(Data under study)

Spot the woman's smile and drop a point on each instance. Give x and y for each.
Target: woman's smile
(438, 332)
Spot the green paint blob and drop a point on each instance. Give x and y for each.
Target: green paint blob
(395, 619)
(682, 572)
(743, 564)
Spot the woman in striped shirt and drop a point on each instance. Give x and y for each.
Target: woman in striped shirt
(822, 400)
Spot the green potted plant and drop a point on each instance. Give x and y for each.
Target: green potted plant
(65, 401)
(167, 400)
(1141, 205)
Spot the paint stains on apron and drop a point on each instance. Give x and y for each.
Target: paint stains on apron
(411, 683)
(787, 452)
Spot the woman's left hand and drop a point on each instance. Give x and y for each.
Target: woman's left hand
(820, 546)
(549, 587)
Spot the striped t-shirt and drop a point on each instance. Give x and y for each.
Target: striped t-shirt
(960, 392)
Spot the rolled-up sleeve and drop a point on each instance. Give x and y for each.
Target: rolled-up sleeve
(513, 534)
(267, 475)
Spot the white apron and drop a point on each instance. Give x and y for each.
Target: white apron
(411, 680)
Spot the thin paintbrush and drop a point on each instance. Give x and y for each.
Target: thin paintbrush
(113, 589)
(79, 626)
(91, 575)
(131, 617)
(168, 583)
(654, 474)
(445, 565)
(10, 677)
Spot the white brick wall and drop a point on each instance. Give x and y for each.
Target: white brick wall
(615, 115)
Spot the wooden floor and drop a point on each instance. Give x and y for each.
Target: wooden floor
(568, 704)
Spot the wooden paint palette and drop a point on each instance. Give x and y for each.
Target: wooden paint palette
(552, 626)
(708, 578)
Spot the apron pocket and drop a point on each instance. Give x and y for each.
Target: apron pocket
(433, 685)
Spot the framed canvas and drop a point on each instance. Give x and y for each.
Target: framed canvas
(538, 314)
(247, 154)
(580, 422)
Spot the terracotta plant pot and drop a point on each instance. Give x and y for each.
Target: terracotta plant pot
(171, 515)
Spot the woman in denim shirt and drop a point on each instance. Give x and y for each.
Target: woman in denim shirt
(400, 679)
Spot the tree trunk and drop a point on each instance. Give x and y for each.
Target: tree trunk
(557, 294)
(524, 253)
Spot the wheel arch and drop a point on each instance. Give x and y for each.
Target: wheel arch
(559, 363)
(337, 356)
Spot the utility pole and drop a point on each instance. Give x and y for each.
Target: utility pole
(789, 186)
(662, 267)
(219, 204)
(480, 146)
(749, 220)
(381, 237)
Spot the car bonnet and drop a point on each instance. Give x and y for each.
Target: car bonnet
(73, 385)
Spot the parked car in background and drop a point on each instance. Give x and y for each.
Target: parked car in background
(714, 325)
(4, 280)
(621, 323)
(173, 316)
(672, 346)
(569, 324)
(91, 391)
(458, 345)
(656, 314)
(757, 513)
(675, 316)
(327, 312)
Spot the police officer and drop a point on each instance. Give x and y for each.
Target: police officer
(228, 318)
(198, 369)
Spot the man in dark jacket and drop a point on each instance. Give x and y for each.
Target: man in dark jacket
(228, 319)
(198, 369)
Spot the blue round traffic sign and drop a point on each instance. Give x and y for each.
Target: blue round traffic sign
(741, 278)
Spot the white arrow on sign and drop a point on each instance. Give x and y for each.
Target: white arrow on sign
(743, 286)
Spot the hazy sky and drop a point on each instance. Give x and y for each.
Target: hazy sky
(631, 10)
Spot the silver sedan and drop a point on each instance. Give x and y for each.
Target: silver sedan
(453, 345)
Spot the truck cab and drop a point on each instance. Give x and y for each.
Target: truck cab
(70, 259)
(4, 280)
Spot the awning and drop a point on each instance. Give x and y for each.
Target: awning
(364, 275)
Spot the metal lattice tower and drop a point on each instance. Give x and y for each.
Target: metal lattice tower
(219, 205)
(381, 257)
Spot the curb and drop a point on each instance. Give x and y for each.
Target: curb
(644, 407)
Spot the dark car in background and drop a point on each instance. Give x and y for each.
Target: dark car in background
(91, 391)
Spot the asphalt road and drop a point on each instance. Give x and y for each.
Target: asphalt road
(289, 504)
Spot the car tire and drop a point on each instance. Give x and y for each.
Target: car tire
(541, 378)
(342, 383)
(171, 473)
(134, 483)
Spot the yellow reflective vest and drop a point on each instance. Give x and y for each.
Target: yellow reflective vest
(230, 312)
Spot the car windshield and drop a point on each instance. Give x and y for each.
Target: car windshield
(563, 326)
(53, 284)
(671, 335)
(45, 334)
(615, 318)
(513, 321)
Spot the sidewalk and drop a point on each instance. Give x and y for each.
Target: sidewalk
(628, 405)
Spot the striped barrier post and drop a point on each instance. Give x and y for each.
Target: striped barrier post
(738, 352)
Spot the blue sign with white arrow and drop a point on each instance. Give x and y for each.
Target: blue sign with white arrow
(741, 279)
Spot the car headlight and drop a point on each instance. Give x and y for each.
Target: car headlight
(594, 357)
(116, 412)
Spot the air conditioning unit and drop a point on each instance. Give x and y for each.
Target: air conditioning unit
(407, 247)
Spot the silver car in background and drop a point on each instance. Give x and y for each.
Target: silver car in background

(End Data under study)

Lines after the one containing "Spot the woman's left" are not part of the task. Output the entries exactly from their first line through that one.

Your solution -
Spot the woman's smile and drop a point on each instance. Give x and y for each.
Target: woman's smile
(438, 332)
Spot the green paint blob and drop a point on each instance. Give x and y for each.
Target: green paint blob
(395, 619)
(682, 572)
(743, 564)
Spot the woman in striped shirt and drop a point on each instance. Give x and y for each.
Target: woman in striped shirt
(822, 400)
Spot the green potted plant and drop a point on each instance. Give x and y for each.
Target: green potted plant
(65, 401)
(167, 400)
(1141, 205)
Spot the paint stains on apron and drop a point on each instance. Give x and y for each.
Target: paint stains on apron
(411, 683)
(787, 452)
Spot the woman's left hand and drop a point on each instance. Give x and y for each.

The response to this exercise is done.